Extracts from a box-labeled dataset
** START **

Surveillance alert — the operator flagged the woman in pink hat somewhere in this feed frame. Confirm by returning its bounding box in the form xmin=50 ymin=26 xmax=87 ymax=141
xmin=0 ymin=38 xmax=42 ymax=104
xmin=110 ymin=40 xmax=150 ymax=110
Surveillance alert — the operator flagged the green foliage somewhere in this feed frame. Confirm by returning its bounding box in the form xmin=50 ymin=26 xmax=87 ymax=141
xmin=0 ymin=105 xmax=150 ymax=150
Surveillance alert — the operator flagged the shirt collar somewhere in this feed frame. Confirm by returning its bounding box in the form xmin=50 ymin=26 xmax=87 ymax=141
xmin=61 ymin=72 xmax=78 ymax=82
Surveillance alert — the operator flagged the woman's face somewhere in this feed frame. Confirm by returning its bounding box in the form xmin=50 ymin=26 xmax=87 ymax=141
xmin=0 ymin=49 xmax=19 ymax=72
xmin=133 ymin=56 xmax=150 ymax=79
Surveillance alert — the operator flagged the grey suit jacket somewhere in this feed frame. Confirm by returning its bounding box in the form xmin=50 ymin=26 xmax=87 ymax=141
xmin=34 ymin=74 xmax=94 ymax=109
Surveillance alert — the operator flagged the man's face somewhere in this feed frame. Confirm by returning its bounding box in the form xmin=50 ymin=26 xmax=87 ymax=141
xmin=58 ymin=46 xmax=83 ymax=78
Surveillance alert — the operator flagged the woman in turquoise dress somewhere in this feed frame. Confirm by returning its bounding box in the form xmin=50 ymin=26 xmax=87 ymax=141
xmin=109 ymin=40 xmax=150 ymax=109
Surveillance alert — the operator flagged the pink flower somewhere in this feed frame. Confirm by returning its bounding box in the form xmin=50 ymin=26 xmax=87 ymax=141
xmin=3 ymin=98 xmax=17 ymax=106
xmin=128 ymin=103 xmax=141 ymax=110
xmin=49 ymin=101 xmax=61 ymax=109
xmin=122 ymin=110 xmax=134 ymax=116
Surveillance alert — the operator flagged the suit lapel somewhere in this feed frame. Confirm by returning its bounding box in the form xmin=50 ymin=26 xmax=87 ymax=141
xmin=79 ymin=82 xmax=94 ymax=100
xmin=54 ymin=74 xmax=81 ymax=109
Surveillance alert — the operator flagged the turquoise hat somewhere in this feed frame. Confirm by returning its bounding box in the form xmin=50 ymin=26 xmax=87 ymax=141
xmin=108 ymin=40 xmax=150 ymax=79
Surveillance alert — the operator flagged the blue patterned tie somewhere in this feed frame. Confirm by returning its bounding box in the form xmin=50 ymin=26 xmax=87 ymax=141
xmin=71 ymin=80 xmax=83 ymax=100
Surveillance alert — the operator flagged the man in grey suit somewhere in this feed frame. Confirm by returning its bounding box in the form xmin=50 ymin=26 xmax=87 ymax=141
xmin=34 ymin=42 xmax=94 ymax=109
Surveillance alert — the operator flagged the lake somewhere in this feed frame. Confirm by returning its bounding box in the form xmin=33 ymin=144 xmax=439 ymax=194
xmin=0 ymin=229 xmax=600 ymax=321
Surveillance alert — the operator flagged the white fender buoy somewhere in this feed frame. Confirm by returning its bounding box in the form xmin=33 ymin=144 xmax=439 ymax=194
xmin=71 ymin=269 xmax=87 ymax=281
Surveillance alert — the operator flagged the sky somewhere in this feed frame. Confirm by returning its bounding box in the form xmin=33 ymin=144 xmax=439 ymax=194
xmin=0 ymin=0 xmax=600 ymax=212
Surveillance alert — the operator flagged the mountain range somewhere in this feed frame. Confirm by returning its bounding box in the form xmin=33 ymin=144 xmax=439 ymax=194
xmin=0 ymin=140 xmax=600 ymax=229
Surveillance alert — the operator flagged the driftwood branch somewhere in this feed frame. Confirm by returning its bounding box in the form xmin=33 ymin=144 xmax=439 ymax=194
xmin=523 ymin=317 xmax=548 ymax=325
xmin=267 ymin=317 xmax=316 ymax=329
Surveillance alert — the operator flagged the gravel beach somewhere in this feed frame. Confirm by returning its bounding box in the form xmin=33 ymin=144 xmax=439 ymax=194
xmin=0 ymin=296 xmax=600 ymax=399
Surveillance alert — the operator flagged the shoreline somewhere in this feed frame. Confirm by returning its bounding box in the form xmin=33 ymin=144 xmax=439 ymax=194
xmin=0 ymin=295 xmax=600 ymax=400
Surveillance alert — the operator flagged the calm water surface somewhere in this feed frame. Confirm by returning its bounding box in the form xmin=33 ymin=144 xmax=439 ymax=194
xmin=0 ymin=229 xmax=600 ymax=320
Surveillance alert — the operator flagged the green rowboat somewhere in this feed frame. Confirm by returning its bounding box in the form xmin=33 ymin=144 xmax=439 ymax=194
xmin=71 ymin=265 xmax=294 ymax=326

** END **

Set exercise: Reproduce all of the lines above word for word, leaving out nothing and changing nothing.

Exercise answer:
Surveillance alert — the operator flagged the woman in pink hat somewhere in this feed frame. Confirm by returning its bounding box in the form xmin=50 ymin=26 xmax=87 ymax=141
xmin=0 ymin=38 xmax=42 ymax=104
xmin=110 ymin=40 xmax=150 ymax=110
Surveillance alert — the operator flagged the green foliage somewhere in this feed frame. Confirm by returning its bounding box in the form xmin=50 ymin=26 xmax=87 ymax=141
xmin=0 ymin=105 xmax=150 ymax=150
Surveillance alert — the operator flagged the shirt collar somewhere in this feed frame. Confirm by returning its bounding box in the form xmin=50 ymin=26 xmax=87 ymax=141
xmin=61 ymin=72 xmax=78 ymax=82
Surveillance alert — the operator flagged the woman's face somewhere in this feed frame. Confirm by returning its bounding box in the form xmin=50 ymin=26 xmax=87 ymax=141
xmin=0 ymin=49 xmax=19 ymax=72
xmin=133 ymin=56 xmax=150 ymax=79
Surveillance alert — the operator flagged the grey suit jacket somewhere in this feed frame. Confirm by returning its bounding box in the form xmin=50 ymin=26 xmax=87 ymax=141
xmin=34 ymin=74 xmax=94 ymax=109
Surveillance alert — the operator flagged the man's face somewhere in this feed frame. Confirm by returning its bounding box in the form xmin=50 ymin=26 xmax=87 ymax=141
xmin=58 ymin=46 xmax=83 ymax=78
Surveillance alert — the operator flagged the woman in turquoise dress somewhere in this feed frame. Confirm by returning its bounding box in the form xmin=50 ymin=26 xmax=87 ymax=141
xmin=109 ymin=40 xmax=150 ymax=109
Surveillance alert — the operator flagged the pink flower somewhere in this feed frame. Confirm by returning its bounding box in the form xmin=50 ymin=26 xmax=87 ymax=141
xmin=3 ymin=98 xmax=17 ymax=106
xmin=128 ymin=103 xmax=141 ymax=110
xmin=49 ymin=101 xmax=61 ymax=109
xmin=122 ymin=110 xmax=134 ymax=116
Surveillance alert — the operator flagged the suit lapel somewhere in this feed frame. Confirm by returning its bounding box in the form xmin=50 ymin=26 xmax=87 ymax=141
xmin=79 ymin=82 xmax=94 ymax=100
xmin=54 ymin=74 xmax=81 ymax=109
Surveillance alert — the operator flagged the turquoise hat somewhere in this feed frame. Confirm by returning its bounding box in the form xmin=50 ymin=26 xmax=87 ymax=141
xmin=108 ymin=40 xmax=150 ymax=79
Surveillance alert — the operator flagged the blue patterned tie somewhere in this feed frame. Confirm by returning its bounding box in the form xmin=50 ymin=26 xmax=87 ymax=141
xmin=71 ymin=80 xmax=83 ymax=100
Surveillance alert — the operator flagged the man in grey suit somewhere in this feed frame. Confirm by returning its bounding box in the form xmin=50 ymin=26 xmax=87 ymax=141
xmin=34 ymin=42 xmax=94 ymax=109
Surveillance alert — the operator flagged the lake somewhere in this feed frame. Confirm by returning its bounding box in the form xmin=33 ymin=144 xmax=439 ymax=194
xmin=0 ymin=229 xmax=600 ymax=321
Surveillance alert — the operator flagged the white fender buoy somewhere in this feed frame. Confirm by returning its bounding box in the form xmin=33 ymin=144 xmax=439 ymax=194
xmin=71 ymin=269 xmax=87 ymax=281
Surveillance alert — the operator flagged the sky somewhere in this feed frame. Confirm by returning its bounding box in the form xmin=33 ymin=144 xmax=439 ymax=194
xmin=0 ymin=0 xmax=600 ymax=212
Surveillance alert — the operator flagged the mountain range somewhere in this feed frame. Confirm by returning its bounding box in the form xmin=33 ymin=144 xmax=439 ymax=194
xmin=0 ymin=140 xmax=600 ymax=229
Surveillance alert — the operator flagged the driftwood branch somewhere in this feed frame. Confirm by returning its bounding box in the form xmin=33 ymin=144 xmax=439 ymax=194
xmin=523 ymin=317 xmax=548 ymax=325
xmin=267 ymin=317 xmax=316 ymax=329
Surveillance alert — the operator flagged the gravel beach somewhere in this feed frame. Confirm by returning its bounding box in the form xmin=33 ymin=144 xmax=439 ymax=194
xmin=0 ymin=296 xmax=600 ymax=399
Surveillance alert — the operator flagged the shoreline somewhere in this feed frame. Confirm by returning its bounding box in the form xmin=33 ymin=144 xmax=439 ymax=194
xmin=0 ymin=295 xmax=600 ymax=400
Surveillance alert — the operator flagged the calm water surface somewhere in this feed frame. Confirm by returning its bounding box in the form xmin=33 ymin=144 xmax=439 ymax=194
xmin=0 ymin=229 xmax=600 ymax=320
Surveillance alert — the operator flagged the green rowboat somewhere in this feed frame. Confirm by returning its bounding box in the form xmin=33 ymin=144 xmax=439 ymax=194
xmin=71 ymin=265 xmax=294 ymax=326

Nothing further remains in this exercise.